=== Stated exercise ===
Copy out each line of the material below with no changes.

=== Extracted entries ===

-- BEGIN --

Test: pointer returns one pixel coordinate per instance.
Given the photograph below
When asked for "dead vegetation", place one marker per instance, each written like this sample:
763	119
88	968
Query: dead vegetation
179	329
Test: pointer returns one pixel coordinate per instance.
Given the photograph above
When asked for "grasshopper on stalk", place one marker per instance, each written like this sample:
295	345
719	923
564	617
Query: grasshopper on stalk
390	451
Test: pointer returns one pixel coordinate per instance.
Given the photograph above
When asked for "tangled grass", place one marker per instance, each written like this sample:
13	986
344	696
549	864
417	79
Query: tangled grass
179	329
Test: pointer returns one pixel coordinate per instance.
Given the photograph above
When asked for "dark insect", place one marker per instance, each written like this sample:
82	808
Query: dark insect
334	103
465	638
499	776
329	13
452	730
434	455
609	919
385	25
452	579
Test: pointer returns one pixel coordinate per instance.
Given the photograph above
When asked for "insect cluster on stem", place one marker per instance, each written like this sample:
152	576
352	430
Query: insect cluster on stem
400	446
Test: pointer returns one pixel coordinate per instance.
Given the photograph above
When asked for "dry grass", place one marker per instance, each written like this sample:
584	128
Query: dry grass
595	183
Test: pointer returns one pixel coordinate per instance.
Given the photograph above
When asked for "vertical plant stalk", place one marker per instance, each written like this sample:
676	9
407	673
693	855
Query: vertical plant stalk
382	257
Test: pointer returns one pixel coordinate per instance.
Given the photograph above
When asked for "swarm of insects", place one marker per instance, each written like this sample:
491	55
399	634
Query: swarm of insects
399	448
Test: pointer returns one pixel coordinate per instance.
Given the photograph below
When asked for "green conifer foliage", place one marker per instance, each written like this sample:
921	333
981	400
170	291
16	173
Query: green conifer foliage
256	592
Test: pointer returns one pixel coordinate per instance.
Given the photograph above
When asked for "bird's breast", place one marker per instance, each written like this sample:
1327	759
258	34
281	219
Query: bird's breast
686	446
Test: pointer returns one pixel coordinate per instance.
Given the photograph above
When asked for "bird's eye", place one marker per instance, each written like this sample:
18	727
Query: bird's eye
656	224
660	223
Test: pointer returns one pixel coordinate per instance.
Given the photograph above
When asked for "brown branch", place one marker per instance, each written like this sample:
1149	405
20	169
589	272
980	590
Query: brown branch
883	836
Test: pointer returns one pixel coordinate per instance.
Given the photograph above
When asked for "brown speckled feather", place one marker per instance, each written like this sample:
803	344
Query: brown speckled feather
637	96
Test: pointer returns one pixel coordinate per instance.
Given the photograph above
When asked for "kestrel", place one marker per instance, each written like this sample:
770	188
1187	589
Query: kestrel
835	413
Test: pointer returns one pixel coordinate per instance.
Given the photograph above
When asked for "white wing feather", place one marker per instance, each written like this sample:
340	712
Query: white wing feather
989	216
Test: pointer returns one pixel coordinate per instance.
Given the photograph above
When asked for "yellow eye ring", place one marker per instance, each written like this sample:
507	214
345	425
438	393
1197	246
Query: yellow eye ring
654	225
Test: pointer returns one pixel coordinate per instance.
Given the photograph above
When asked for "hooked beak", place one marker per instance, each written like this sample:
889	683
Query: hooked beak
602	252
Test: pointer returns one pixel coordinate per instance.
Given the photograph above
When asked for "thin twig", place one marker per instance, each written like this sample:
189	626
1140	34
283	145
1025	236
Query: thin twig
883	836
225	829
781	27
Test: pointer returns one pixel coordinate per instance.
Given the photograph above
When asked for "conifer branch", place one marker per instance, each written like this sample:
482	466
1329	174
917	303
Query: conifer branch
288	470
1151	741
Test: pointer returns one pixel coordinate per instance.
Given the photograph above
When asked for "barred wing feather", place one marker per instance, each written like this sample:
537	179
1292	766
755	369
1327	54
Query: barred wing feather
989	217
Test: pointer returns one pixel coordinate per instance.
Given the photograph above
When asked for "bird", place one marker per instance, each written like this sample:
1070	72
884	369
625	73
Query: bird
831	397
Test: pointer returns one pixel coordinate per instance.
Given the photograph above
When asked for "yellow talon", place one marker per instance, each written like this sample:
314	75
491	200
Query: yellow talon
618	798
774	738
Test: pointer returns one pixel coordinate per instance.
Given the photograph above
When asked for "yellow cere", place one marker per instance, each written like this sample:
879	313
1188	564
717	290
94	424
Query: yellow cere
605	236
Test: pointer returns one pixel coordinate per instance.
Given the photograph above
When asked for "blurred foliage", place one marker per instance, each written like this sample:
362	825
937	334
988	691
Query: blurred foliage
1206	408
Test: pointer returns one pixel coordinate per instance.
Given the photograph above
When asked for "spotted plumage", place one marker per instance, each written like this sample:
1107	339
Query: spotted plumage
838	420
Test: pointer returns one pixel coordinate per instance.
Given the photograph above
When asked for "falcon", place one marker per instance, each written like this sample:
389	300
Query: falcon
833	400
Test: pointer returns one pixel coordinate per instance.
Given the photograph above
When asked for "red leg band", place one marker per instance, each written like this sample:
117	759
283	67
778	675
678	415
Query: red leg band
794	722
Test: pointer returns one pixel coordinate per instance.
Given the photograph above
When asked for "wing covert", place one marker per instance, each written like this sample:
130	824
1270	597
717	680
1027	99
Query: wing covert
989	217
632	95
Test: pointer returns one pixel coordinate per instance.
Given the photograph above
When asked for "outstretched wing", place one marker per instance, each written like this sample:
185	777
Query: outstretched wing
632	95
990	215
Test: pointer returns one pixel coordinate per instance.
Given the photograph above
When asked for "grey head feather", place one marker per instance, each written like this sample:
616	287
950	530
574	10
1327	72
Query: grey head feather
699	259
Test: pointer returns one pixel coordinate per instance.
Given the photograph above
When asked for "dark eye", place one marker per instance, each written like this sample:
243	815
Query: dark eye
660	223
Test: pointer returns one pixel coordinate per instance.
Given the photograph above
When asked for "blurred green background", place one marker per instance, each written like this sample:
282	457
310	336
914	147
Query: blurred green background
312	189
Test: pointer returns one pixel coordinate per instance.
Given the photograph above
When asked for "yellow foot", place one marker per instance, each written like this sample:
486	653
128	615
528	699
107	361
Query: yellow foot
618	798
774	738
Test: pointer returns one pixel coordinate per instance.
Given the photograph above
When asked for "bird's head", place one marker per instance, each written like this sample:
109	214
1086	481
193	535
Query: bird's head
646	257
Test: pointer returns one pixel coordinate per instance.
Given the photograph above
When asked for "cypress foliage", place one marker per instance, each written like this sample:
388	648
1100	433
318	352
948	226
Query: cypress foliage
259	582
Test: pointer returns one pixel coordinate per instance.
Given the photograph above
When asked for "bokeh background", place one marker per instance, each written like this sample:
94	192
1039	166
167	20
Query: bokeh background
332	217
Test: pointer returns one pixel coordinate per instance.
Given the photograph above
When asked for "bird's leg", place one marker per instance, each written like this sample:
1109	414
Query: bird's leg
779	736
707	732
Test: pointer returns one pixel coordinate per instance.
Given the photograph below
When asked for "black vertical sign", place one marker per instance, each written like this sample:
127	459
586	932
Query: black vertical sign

-- END --

=== Output ===
Test: pointer returns one pixel coordinate per instance.
Given the photograph below
When asked for "dead vegetation", place one marker per instance, each written like this sample:
763	119
88	968
Query: dead vegetation
179	329
Test: pointer returns one pixel coordinate per instance.
Given the photograph above
When asked for "grasshopper on stalk", place one marker per instance, each written like this sample:
295	345
719	923
564	617
Query: grasshopper on stalk
390	451
Test: pointer returns one pixel coordinate per instance.
Given the photograph above
When asked for "tangled grass", place one marker per instance, each written like this sample:
13	986
344	696
549	864
417	79
Query: tangled grass
179	329
Test: pointer returns one pixel coordinate per instance.
Given the photograph above
When asked for "dark insect", place one marker per instance, each written like this sample:
82	808
Query: dark insect
334	103
465	638
499	776
329	13
452	730
434	455
609	919
385	25
452	579
Test: pointer returns one pixel coordinate per instance.
Given the photograph above
When asked for "insect cluster on stem", place one marker per instance, each written like this sample:
152	576
352	430
Query: insect cluster on stem
400	446
Test: pointer returns one pixel coordinate per instance.
Given the photograph above
When asked for "dry grass", place one marker per instance, each written like this sample:
584	128
Query: dry grass
595	183
Test: pointer returns one pixel coordinate per instance.
Given the photograph above
When asked for "vertical plant stalk", place one marker per instance, each written like this sample:
676	9
407	673
693	855
Query: vertical plant stalk
382	257
Test: pointer returns one pixel coordinate per instance.
Given the photograph above
When asked for "swarm of insects", place one marker per instance, each written like this sample:
491	55
399	634
Query: swarm of insects
399	448
Test: pointer returns one pixel coordinate per instance.
Given the photograph below
When asked for "green conifer foliage", place one marker per instance, each written like this sample:
921	333
981	400
170	291
16	173
Query: green conifer foliage
256	592
Test: pointer returns one pixel coordinate per instance.
Given the photograph above
When asked for "bird's breast", place one marker per instance, each written like this sample:
1327	759
258	34
281	219
Query: bird's breast
686	446
Test: pointer returns one pixel coordinate per instance.
Given the photograph above
When asked for "bird's eye", place one marker per instance, each written like this sample:
18	727
Query: bird's eye
656	224
660	223
Test: pointer returns one pixel coordinate per instance.
Given the photograph above
When asked for "brown branch", place one marker per instance, each written like this sample:
1149	405
20	169
589	272
980	590
Query: brown branch
883	836
Test: pointer returns one pixel coordinate per instance.
Given the photograph above
When asked for "brown speckled feather", place one marker per instance, each written like this sample:
803	344
Query: brown speckled feather
637	96
Test: pointer returns one pixel coordinate per instance.
Given the photograph above
When asked for "kestrel", place one marker per instance, each written like this sample:
770	188
1187	589
Query: kestrel
835	413
Test: pointer returns one pixel coordinate per instance.
Given the photograph above
When asked for "white wing feather", place one marker per instance, each written like this sample:
340	712
Query: white wing feather
989	216
Test: pointer returns one pixel coordinate per instance.
Given the photograph above
When asked for "yellow eye ring", place one marker per instance, each written like this sample:
507	214
345	425
438	393
1197	246
Query: yellow eye ring
654	225
Test: pointer returns one pixel coordinate per instance.
Given the photograph above
When asked for "hooked beak", place one marker per instance, each written like this sample:
889	683
Query: hooked beak
602	252
Test: pointer returns one pixel coordinate per instance.
Given the photograph above
When asked for "thin twig", place one marker per instance, each written like this sample:
189	626
1140	34
283	145
1025	236
Query: thin twig
883	836
225	829
781	27
Test: pointer returns one pixel coordinate per instance.
Given the photograph above
When asked for "conifer branch", place one marker per instance, each written like this sample:
482	466
1329	174
917	303
Query: conifer branch
288	470
1151	741
Test: pointer returns one pixel coordinate per instance.
Given the photograph above
When asked for "barred wing feather", place one marker per instance, each written like this sample:
537	179
1292	766
755	369
1327	54
Query: barred wing feather
989	217
Test: pointer returns one pixel coordinate per instance.
Given the photograph above
When asked for "bird", place one marker per instance, each written like this sample:
1070	72
884	369
625	73
Query: bird
831	397
Test: pointer returns one pixel coordinate per instance.
Given the photograph above
When asked for "yellow talon", place one marker per instance, each written like this sample:
314	75
491	200
Query: yellow talon
618	798
774	738
Test: pointer returns one pixel coordinate per instance.
Given the photograph above
When asked for "yellow cere", place one marker per instance, each written like this sample:
879	313
1188	564
717	290
94	424
Query: yellow cere
605	236
Test: pointer returns one pixel coordinate per instance.
Given the photograph above
When asked for "blurred foliage", place one marker per instance, each written like this sample:
362	825
937	334
988	691
Query: blurred foliage
1206	408
Test: pointer returns one pixel coordinate per instance.
Given the photograph above
When asked for "spotted plumage", place one marker per instance, each written like this sample:
1107	339
Query: spotted plumage
838	420
Test: pointer returns one pixel coordinate per instance.
Given the photograph above
When asked for "falcon", place one marker per instance, each written like this sample:
389	300
Query: falcon
833	400
Test: pointer returns one pixel coordinate per instance.
Given the photograph above
When asked for "red leg band", place one marker per instance, each written like this sample:
117	759
283	67
778	675
678	415
Query: red leg band
794	722
Test: pointer returns one pixel coordinate per instance.
Given the photograph above
When asked for "wing covert", place one marker per instance, each written like this sample:
130	824
1270	597
717	680
1027	99
Query: wing covert
989	217
632	95
Test: pointer returns one pixel coordinate per instance.
Given the photograph above
When asked for "outstretched wing", place one marker per instance, each written like this sample:
185	777
Query: outstretched wing
632	95
990	215
Test: pointer returns one pixel coordinate per instance.
Given the photograph above
When asked for "grey head feather", place one marker per instance, each written like this sample:
616	287
950	530
574	10
1327	72
Query: grey head feather
699	259
Test: pointer returns one pixel coordinate per instance.
Given the photograph above
When asked for "dark eye", place one marker per instance, each written like this sample:
243	815
Query: dark eye
660	223
Test: pointer returns one pixel coordinate per instance.
Given the photograph above
When asked for "blurred green background", place one marker per instance, each written like this sample:
282	457
310	336
914	147
Query: blurred green background
312	189
Test: pointer returns one pixel coordinate per instance.
Given the photograph above
When asked for "yellow foot", place one marker per instance, each written like this sample:
486	653
128	615
528	699
107	361
Query: yellow foot
618	798
774	738
Test: pointer returns one pixel coordinate per instance.
Given the photograph above
When asked for "bird's head", place one marker per instance, each written like this sample:
109	214
1086	481
193	535
Query: bird's head
646	257
Test: pointer returns one pixel coordinate per instance.
Given the photograph above
When asked for "cypress foliage", place one marker per instance, each written like this sample:
388	648
1100	433
318	352
948	226
Query: cypress foliage
259	582
Test: pointer returns one pixel coordinate per instance.
Given the photograph above
When asked for "bokeh background", place one marker per instance, each written like this sample:
94	192
1039	166
167	20
Query: bokeh background
332	217
Test: pointer returns one pixel coordinate per instance.
Given the photograph above
When asked for "bird's leg", place one marker per instance, each written like this sample:
1109	414
Query: bird's leg
779	736
707	732
Test: pointer returns one pixel coordinate per instance.
Given the photograph below
When asked for "black vertical sign", place one marker per instance, each written like this sample:
127	459
586	932
Query: black vertical sign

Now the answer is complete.